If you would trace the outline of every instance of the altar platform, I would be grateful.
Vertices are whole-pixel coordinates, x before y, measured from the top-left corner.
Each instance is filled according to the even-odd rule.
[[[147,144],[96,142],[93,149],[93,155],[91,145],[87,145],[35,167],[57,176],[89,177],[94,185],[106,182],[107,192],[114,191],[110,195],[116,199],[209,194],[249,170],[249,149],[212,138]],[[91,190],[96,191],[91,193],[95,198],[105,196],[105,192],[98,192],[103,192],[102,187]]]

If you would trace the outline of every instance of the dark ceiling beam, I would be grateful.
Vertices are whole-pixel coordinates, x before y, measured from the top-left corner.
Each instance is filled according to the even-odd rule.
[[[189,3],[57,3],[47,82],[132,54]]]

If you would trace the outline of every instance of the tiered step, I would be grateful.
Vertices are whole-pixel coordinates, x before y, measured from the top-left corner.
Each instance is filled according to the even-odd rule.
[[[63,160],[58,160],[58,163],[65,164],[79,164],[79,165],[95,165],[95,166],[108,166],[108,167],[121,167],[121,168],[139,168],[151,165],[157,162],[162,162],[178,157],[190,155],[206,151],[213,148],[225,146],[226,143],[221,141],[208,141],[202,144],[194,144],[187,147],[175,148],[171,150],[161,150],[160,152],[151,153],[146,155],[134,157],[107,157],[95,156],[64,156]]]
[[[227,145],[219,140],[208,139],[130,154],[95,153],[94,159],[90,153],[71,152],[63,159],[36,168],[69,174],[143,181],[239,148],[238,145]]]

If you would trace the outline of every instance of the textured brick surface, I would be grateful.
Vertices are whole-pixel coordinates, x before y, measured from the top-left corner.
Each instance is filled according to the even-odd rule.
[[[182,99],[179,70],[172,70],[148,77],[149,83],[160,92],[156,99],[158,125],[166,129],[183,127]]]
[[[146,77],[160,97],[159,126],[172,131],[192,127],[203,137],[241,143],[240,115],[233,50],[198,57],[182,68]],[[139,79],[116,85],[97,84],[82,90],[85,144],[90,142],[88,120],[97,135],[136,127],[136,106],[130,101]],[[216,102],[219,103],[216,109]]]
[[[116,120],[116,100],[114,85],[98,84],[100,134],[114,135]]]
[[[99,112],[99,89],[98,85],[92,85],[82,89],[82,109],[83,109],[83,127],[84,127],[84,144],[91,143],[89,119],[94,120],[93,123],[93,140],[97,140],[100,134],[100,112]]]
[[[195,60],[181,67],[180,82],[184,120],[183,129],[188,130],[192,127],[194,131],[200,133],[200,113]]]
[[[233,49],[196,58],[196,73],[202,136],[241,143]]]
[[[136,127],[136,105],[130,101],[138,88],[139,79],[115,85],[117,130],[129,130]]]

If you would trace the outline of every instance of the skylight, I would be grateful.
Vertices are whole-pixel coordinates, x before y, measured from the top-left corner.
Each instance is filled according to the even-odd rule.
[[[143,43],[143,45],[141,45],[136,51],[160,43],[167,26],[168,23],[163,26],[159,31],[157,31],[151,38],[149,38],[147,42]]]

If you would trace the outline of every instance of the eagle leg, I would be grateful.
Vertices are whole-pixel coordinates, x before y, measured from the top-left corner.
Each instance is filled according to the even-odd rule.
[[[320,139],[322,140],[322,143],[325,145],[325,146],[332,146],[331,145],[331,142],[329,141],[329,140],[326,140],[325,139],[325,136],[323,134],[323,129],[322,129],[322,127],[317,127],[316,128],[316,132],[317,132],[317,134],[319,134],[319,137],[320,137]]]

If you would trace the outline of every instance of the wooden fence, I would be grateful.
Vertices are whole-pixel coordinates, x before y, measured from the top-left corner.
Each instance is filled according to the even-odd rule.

**********

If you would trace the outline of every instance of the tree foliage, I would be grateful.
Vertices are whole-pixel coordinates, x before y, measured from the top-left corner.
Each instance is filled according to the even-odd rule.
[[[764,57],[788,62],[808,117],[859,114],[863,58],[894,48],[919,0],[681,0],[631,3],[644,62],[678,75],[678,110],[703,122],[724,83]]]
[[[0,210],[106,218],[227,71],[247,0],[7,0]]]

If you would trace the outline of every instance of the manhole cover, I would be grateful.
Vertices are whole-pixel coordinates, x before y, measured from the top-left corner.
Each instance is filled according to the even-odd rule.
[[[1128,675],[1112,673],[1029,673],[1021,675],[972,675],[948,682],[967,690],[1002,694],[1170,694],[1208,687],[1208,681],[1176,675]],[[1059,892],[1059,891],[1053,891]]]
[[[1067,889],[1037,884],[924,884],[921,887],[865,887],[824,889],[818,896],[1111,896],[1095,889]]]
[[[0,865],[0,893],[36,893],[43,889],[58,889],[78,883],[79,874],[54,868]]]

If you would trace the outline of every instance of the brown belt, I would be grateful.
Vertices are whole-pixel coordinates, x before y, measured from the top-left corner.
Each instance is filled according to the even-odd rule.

**********

Scale the lines from the one holding "beam, I would be grateful." through the one holding "[[[189,3],[57,3],[47,82],[132,54]]]", both included, and give only those lines. Copy the requests unchanged, and multiply every coordinate in the outlines by 0.8, rounding to whole numbers with halves rounded up.

(EXPECTED ANSWER)
If you would trace the outline of every instance of the dark ceiling beam, I would be grateful.
Vertices are whole-pixel coordinates, x before y, measured from the top-left corner.
Each instance is filled according to the even-odd rule.
[[[151,2],[46,2],[38,66],[106,43]]]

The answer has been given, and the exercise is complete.